**EXTRAIT DU DOCUMENT:**
Arié Alimi : « L’État français nie les violences policières car il en est responsable »
Pour Arié Alimi, le droit est un langage, avec sa structure grammaticale, son vocabulaire spécifique mais également son herméneutique, ses apories, ses silences et ses bégaiements. Quand cette langue dérape, qu’elle favorise la violence, le praticien du droit en lui se dresse et interroge.
Arié Alimi s’est spécialisé, peut-être en raison des circonstances et d’un parcours de vie qui l’a fait naître et grandir dans les dits quartiers populaires français, dans la défense des victimes de violences policières.
Dans son dernier livre, L’État hors-la-loi : logiques des violences policières (La Découverte, 2023), il tente de penser la violence policière comme catégorie juridique mais également comme phénomène politique qui dit autant d’un ordre colonial qui perdure que d’un désordre néo-libéral qui se structure. Son essai, à mi-chemin entre l’ouvrage de philosophie politique et le manuel pratique, propose une typologie de ces violences. Sans doute d’abord pour mieux les combattre politiquement et dans les prétoires où l’avocat ferraille.

**INFORMATIONS FOURNIES:**
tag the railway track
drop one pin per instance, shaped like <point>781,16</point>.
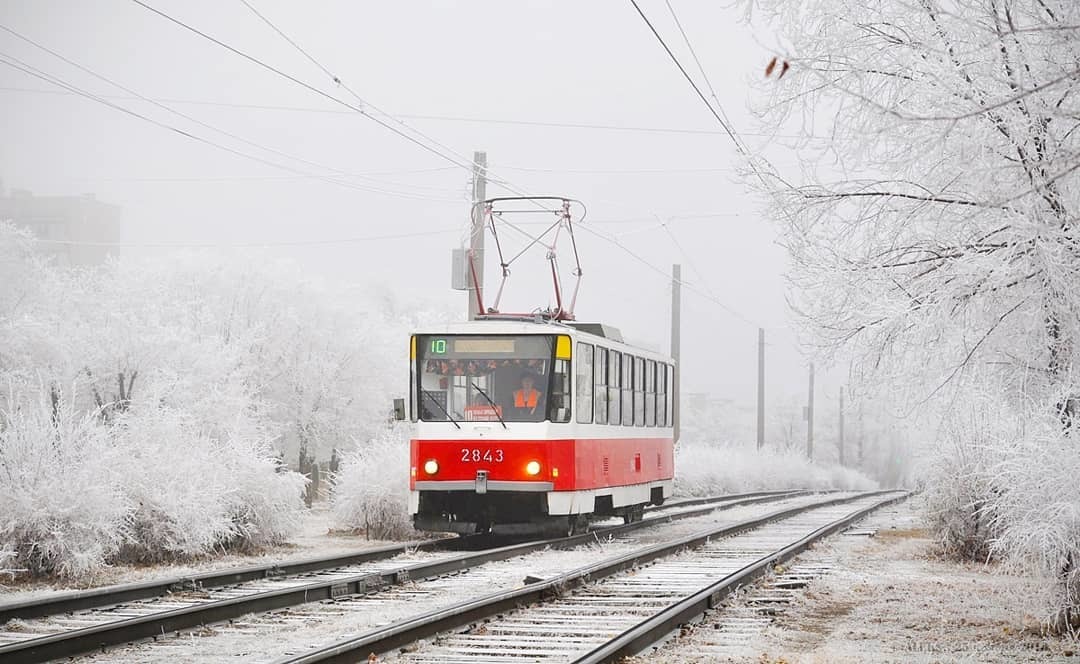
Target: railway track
<point>612,608</point>
<point>72,623</point>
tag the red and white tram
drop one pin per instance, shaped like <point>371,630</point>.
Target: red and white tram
<point>530,424</point>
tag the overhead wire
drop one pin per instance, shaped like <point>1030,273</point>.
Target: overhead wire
<point>348,240</point>
<point>190,118</point>
<point>572,125</point>
<point>337,81</point>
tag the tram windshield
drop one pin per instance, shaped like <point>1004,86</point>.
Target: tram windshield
<point>476,378</point>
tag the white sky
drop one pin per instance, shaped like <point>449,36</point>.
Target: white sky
<point>549,62</point>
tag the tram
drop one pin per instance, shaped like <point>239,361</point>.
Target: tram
<point>536,425</point>
<point>536,422</point>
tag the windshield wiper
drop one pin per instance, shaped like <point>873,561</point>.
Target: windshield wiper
<point>441,407</point>
<point>494,407</point>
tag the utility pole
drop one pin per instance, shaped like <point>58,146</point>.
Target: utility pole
<point>676,332</point>
<point>760,388</point>
<point>862,434</point>
<point>810,417</point>
<point>840,441</point>
<point>476,233</point>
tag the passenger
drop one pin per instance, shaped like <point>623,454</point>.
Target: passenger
<point>528,398</point>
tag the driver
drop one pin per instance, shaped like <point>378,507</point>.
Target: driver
<point>527,400</point>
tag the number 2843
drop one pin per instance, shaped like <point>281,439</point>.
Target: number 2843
<point>476,456</point>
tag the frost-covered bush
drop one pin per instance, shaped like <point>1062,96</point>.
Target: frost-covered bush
<point>1036,516</point>
<point>710,470</point>
<point>78,493</point>
<point>192,493</point>
<point>62,510</point>
<point>959,482</point>
<point>368,491</point>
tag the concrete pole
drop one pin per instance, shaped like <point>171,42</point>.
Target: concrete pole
<point>676,342</point>
<point>760,388</point>
<point>476,234</point>
<point>862,434</point>
<point>840,439</point>
<point>810,417</point>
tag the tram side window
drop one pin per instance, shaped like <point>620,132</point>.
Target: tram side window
<point>661,395</point>
<point>671,395</point>
<point>615,370</point>
<point>558,403</point>
<point>650,393</point>
<point>599,394</point>
<point>638,392</point>
<point>584,378</point>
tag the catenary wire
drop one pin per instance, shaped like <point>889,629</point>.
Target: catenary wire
<point>572,125</point>
<point>29,69</point>
<point>181,114</point>
<point>441,231</point>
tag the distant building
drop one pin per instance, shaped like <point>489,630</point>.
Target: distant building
<point>75,229</point>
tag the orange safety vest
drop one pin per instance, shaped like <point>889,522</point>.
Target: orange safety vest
<point>523,401</point>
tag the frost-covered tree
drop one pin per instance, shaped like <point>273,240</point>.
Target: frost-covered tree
<point>949,235</point>
<point>933,234</point>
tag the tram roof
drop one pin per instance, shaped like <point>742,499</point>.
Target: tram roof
<point>526,326</point>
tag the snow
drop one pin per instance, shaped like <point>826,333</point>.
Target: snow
<point>703,469</point>
<point>886,598</point>
<point>268,636</point>
<point>315,537</point>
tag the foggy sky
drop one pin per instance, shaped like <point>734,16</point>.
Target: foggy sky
<point>566,62</point>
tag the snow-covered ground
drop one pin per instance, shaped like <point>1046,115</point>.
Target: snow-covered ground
<point>268,636</point>
<point>315,538</point>
<point>887,598</point>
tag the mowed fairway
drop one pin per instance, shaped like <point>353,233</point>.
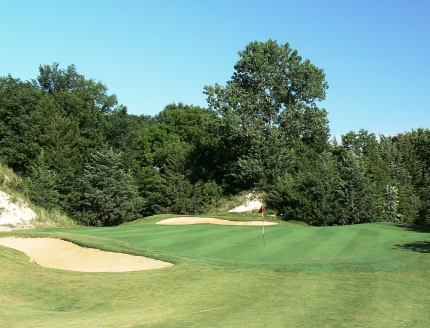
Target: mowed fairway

**À FAIRE:** Dans l’extrait consacré à Arié Alimi, traduisez en anglais la phrase « Son essai, à mi-chemin entre l’ouvrage de philosophie politique et le manuel pratique, propose une typologie de ces violences ». Ce matériel n’est pas nécessaire pour répondre.

**CORRIGÉ:** His essay, halfway between a work of political philosophy and a practical handbook, offers a typology of these forms of violence.